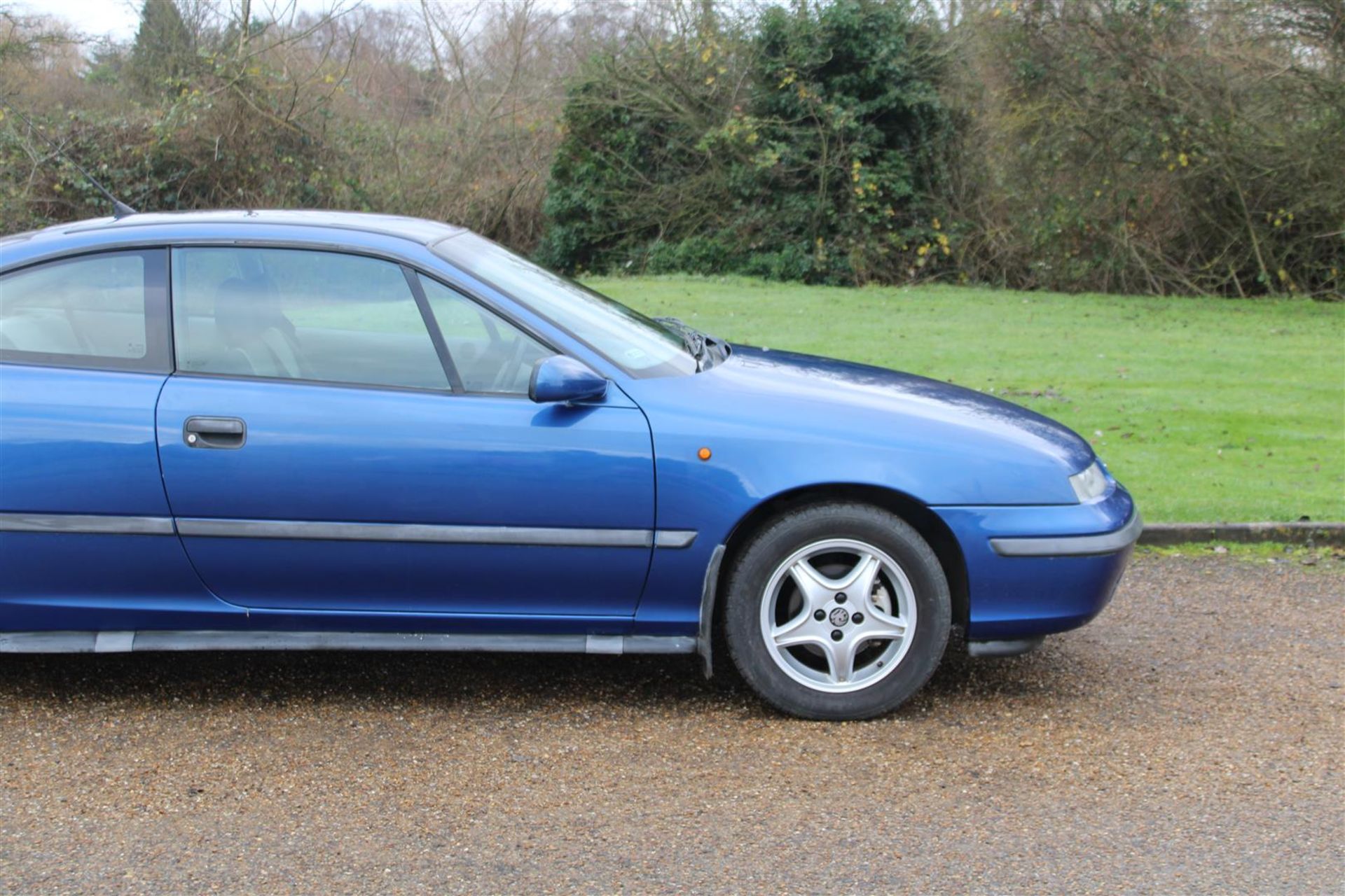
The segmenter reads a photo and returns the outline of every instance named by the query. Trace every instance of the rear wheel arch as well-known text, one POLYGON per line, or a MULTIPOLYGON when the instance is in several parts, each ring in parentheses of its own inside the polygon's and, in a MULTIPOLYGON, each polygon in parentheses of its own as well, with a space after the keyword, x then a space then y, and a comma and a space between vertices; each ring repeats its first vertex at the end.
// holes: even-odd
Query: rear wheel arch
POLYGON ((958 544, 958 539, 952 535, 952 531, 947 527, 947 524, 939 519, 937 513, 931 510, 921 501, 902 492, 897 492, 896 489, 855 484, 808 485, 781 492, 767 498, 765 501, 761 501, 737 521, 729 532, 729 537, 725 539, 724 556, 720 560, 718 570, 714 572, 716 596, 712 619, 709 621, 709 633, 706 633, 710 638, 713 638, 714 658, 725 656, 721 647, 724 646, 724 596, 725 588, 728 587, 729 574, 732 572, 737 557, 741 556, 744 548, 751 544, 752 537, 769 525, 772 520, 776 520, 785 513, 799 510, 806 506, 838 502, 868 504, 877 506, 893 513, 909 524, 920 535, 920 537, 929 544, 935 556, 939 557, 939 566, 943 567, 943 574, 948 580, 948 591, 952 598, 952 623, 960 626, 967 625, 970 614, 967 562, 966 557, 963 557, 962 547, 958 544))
• • • • •
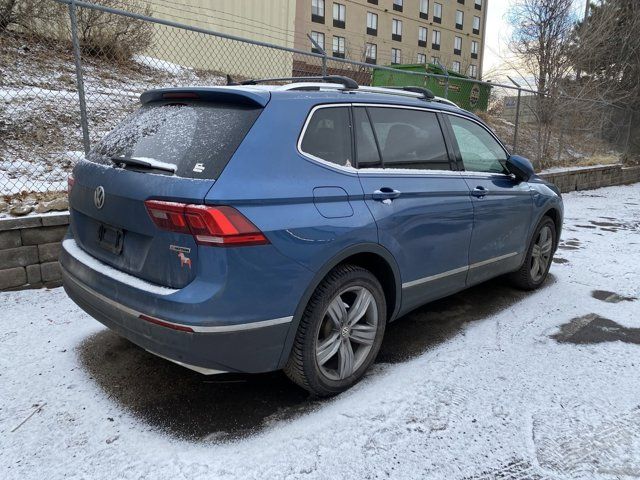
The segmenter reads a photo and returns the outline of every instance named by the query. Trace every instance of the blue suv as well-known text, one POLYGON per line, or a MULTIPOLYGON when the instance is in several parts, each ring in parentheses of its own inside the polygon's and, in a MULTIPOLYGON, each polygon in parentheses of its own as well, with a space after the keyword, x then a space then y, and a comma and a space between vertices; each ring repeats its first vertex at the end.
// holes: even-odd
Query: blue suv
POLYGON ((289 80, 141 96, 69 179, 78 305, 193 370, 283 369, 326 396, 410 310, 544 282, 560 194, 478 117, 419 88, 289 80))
• • • • •
(Instructions to follow) Render the material from the line with "of the rear" up to and including the line with "POLYGON ((958 544, 958" as a two-column CSV with the headers input and output, one row per record. Put its text under input and its answer under output, each in a single quoted field with line breaks replaced by spaces.

(The result)
input,output
"The segmenter reads a photo and returns the outline of every instance named by the query. Trace every instance of the rear wheel arch as well-known text, one POLYGON per line, or a MULTIPOLYGON when the instance is in several parts, each ring in parentheses of its own inside the polygon's and, in a MULTIPOLYGON, each polygon in parentheses of its own as well, with a space after the keyword, x then a space then y, and a comma and a space between vertices; each ring repeats its first vertex at the end. // holes: even-odd Query: rear wheel arch","POLYGON ((958 544, 958 539, 952 535, 952 531, 947 527, 947 524, 939 519, 937 513, 931 510, 921 501, 902 492, 897 492, 896 489, 855 484, 808 485, 781 492, 767 498, 765 501, 761 501, 737 521, 729 532, 729 537, 725 539, 724 556, 720 560, 718 570, 714 572, 716 596, 712 619, 709 621, 709 633, 706 633, 710 638, 713 638, 714 658, 725 656, 721 647, 724 646, 724 596, 725 588, 728 587, 729 574, 732 572, 737 557, 741 556, 744 548, 751 544, 752 537, 769 525, 772 520, 776 520, 785 513, 799 510, 806 506, 838 502, 868 504, 877 506, 893 513, 909 524, 920 535, 920 537, 929 544, 935 556, 939 557, 939 566, 943 567, 943 574, 948 580, 948 591, 952 598, 952 623, 960 626, 967 625, 970 614, 967 562, 966 557, 963 557, 962 547, 958 544))"